Oleh : vieDihardjo (Alumnus Hubungan Internasional)
Dana Moneter Internasional (IMF) merilis laporan World Enonomic Outlook April 2024 yang menyatakan bahwa Indonesia menduduki peringkat pertama pengangguran dari enam negara Asean yang disurvei. Jumlah pengangguran di Indonesia mencapai 5,2 persen dari total 279, 96 juta penduduk sementara Filipina menduduki urutan kedua pengangguran sebesar 5,1 persen dari total 114,16 juta penduduk. Cakupan pengangguran yang dimaksud adalah angkatan kerja yang berusia 15 tahun ke atas yang aktif mencari pekerjaan, tidak termasuk ibu rumah tangga, mahasiswa dan dan orang yang tidak aktif mencari pekerjaan.
Tingginya angka pengangguran kontradiktif dengan terus naiknya angka pekerja asing yang terus masuk ke Indonesia. Menghimpun data dari Kementerian Ketenagakerjaan terdapat 121.206 tenaga kerja asing di Indonesia pada tahun 2023 dan trennya terus mengalami kenaikan. Selain faktor tenaga kerja asing yang terus masuk ke dalam negeri dan menempati lowongan-lowongan kerja teknis yang seharusnya bisa ditempati oleh warga negara Indonesia. Akibatnya lowongan pekerjaan bagi tenaga kerja Indonesia (TKI) semakin berkurang.

** Baris dari sebuah kumpulan data **
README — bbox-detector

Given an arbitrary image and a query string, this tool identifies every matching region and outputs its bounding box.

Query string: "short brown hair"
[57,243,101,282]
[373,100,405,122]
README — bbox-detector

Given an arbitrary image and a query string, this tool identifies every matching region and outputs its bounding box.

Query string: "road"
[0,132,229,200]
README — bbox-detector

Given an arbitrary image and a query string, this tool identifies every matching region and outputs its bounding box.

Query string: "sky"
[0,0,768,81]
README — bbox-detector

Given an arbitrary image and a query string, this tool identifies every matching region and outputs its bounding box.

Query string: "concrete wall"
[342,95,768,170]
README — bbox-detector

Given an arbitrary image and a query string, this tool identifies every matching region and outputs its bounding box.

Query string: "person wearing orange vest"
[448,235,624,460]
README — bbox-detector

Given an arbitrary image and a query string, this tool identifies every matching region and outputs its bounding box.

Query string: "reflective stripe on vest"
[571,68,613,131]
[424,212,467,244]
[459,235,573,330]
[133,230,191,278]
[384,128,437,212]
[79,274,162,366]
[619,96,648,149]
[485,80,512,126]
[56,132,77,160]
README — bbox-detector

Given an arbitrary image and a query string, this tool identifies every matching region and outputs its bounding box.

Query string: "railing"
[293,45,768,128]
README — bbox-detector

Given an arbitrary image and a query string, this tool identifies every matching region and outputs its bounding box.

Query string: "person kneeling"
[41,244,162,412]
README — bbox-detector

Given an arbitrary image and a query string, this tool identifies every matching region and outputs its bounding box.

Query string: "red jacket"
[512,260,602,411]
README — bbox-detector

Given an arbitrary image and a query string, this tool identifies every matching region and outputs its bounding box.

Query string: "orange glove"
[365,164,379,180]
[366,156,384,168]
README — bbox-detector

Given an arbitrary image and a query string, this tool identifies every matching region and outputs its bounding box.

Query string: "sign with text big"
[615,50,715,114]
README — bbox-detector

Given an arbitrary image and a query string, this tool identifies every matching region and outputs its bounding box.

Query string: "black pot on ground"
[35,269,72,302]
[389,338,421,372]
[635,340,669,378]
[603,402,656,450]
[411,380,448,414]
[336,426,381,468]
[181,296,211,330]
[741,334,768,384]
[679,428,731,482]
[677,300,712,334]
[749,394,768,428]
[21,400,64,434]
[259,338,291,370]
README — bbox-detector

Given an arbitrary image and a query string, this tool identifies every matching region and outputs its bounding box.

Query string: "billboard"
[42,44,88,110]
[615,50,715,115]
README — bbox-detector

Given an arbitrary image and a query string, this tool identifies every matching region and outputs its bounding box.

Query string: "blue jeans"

** PETUNJUK PENGERJAAN **
1) Menurut teks tentang pengangguran di Indonesia, berapa jumlah tenaga kerja asing di Indonesia pada tahun 2023 berdasarkan data Kementerian Ketenagakerjaan?
2) Tuliskan kembali bagian teks tentang pengangguran di Indonesia, mulai dari "Tingginya angka pengangguran" hingga "(TKI) semakin berkurang.".

** JAWABAN LATIHAN **
1) 121.206 tenaga kerja asing.

2)
Tingginya angka pengangguran kontradiktif dengan terus naiknya angka pekerja asing yang terus masuk ke Indonesia. Menghimpun data dari Kementerian Ketenagakerjaan terdapat 121.206 tenaga kerja asing di Indonesia pada tahun 2023 dan trennya terus mengalami kenaikan. Selain faktor tenaga kerja asing yang terus masuk ke dalam negeri dan menempati lowongan-lowongan kerja teknis yang seharusnya bisa ditempati oleh warga negara Indonesia. Akibatnya lowongan pekerjaan bagi tenaga kerja Indonesia (TKI) semakin berkurang.